== Task instructions ==
Copy out every one of the following entries word for word, with nothing added, dropped, or changed.

begin

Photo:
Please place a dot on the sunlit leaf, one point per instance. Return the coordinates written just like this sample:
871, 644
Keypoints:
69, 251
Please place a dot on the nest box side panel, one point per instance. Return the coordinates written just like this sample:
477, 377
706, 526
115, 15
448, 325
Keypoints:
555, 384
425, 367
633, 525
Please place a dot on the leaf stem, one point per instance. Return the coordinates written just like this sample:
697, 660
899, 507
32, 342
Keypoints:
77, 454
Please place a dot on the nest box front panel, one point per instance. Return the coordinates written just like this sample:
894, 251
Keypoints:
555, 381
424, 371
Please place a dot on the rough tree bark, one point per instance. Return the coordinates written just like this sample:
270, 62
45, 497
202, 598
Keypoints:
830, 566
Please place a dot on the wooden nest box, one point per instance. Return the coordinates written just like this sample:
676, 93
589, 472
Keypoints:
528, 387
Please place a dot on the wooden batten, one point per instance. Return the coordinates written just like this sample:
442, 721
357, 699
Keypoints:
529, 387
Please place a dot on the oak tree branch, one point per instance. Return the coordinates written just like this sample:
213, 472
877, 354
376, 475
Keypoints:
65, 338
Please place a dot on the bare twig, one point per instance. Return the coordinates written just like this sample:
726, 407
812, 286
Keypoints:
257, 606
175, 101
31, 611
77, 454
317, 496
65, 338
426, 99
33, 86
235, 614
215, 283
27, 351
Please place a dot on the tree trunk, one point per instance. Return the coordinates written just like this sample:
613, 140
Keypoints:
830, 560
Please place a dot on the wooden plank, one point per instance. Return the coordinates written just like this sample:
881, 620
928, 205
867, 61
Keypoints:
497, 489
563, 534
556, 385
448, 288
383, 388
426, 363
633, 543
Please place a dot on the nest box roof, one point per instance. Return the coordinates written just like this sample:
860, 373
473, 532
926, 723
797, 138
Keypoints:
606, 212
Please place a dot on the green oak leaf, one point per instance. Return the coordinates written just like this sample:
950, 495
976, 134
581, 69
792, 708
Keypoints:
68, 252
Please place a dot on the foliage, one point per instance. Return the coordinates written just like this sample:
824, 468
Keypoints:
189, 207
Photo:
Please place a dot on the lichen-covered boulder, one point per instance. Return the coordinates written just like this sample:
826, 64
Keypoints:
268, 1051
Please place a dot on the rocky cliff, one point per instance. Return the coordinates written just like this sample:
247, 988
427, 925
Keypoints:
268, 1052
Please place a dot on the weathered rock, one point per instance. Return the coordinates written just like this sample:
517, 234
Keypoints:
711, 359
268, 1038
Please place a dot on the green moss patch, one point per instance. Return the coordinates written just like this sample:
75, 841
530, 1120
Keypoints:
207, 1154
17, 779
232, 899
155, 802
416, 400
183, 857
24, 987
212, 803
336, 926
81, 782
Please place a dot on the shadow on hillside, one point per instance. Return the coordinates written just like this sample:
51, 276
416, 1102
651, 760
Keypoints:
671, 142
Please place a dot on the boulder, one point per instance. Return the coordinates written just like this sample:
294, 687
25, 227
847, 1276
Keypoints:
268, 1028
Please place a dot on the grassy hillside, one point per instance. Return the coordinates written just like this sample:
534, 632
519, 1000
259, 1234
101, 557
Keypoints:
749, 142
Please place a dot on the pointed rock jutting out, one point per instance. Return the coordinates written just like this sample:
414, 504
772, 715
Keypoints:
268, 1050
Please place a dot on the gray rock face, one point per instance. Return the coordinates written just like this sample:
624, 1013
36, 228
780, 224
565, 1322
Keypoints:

end

== Result ==
Photo:
Please place a dot on the sunlit leaf, one point per instance. Return the coordinates written just like this sample:
871, 644
Keypoints:
69, 251
Please place a dot on the nest box side panel, one point per instance. Return the coordinates written just like this sample:
477, 377
706, 526
115, 15
448, 325
Keypoints:
555, 384
425, 367
633, 525
Please place a dot on the leaf stem, one point per instance. Return the coordinates written just like this sample:
697, 660
899, 507
32, 342
Keypoints:
77, 454
Please place a dot on the nest box front panel, one point per instance. Return the coordinates written just like this sample:
894, 251
Keypoints:
555, 381
424, 371
Please place a dot on the rough tree bark, one point per instance. Return the coordinates written just like this sample:
270, 62
45, 497
202, 598
Keypoints:
830, 566
Please place a dot on the wooden nest box, one point per instance. Return the coordinates written just like this sample:
676, 93
589, 472
Keypoints:
528, 387
Please place a dot on the wooden batten, one point per instance. Return the coordinates written just like this sample:
442, 721
357, 699
Keypoints:
529, 387
Please place a dot on the oak tree branch, one point per instance. Return the coordinates written just like this sample:
213, 472
877, 354
376, 475
Keypoints:
65, 338
Please place a dot on the bare twig, one point per instance. Return the coordinates written just like this sample:
726, 407
812, 286
Keypoints:
257, 606
175, 101
31, 611
77, 454
317, 496
65, 338
426, 99
33, 86
235, 614
215, 283
27, 351
Please place a dot on the tree trunk, one point per instance. Return the coordinates written just like this sample:
613, 140
Keypoints:
830, 560
Please place a dot on the wooden plank, one point per instance. Return the coordinates written just like this sample:
881, 620
928, 205
867, 61
Keypoints:
497, 489
563, 534
556, 385
448, 288
383, 388
426, 363
633, 543
Please place a dot on the nest box roof, one point per instance. Return the coordinates written just like this sample:
860, 373
473, 532
926, 723
797, 138
Keypoints:
606, 212
Please place a dot on the green oak leaf, one point per instance. Return the coordinates written just like this sample:
950, 495
976, 134
581, 69
792, 708
Keypoints:
68, 252
Please place a dot on the foliage, one point per instance. Return the coordinates written just like this sample:
824, 468
Keypoints:
189, 207
Photo:
Please place a dot on the lichen-covered boulder, one point per instance. Return the coordinates written just like this sample:
826, 64
Keypoints:
268, 1051
Please place a dot on the rocky cliff, one point per instance. Return the coordinates written just like this sample:
247, 988
427, 925
Keypoints:
268, 1052
Please place a dot on the weathered rock, one point per instance. Return the coordinates written just like this sample:
517, 234
Keypoints:
711, 359
268, 1038
Please place a dot on the green moss patch, one point per instance. Return the coordinates written just like this sample:
75, 841
530, 1120
Keypoints:
207, 1154
17, 779
232, 899
155, 802
416, 400
183, 857
24, 987
212, 803
336, 926
81, 782
Please place a dot on the shadow on hillside, one point per instance. Return the coordinates written just like this sample:
51, 276
416, 1102
651, 760
Keypoints:
671, 142
Please place a dot on the boulder, one point per instance. Return the coordinates written just like this sample:
294, 687
25, 227
847, 1276
Keypoints:
268, 1028
Please place a dot on the grassy hillside, one point per instance. Return the coordinates written just like this sample:
534, 632
519, 1000
259, 1234
101, 557
Keypoints:
749, 142
Please place a dot on the pointed rock jutting out, one point per instance. Return the coordinates written just like this sample:
414, 504
772, 715
Keypoints:
268, 1050
Please place a dot on the gray rock face, one point per instance. Return the coordinates written just like this sample:
624, 1013
36, 228
780, 224
565, 1322
Keypoints:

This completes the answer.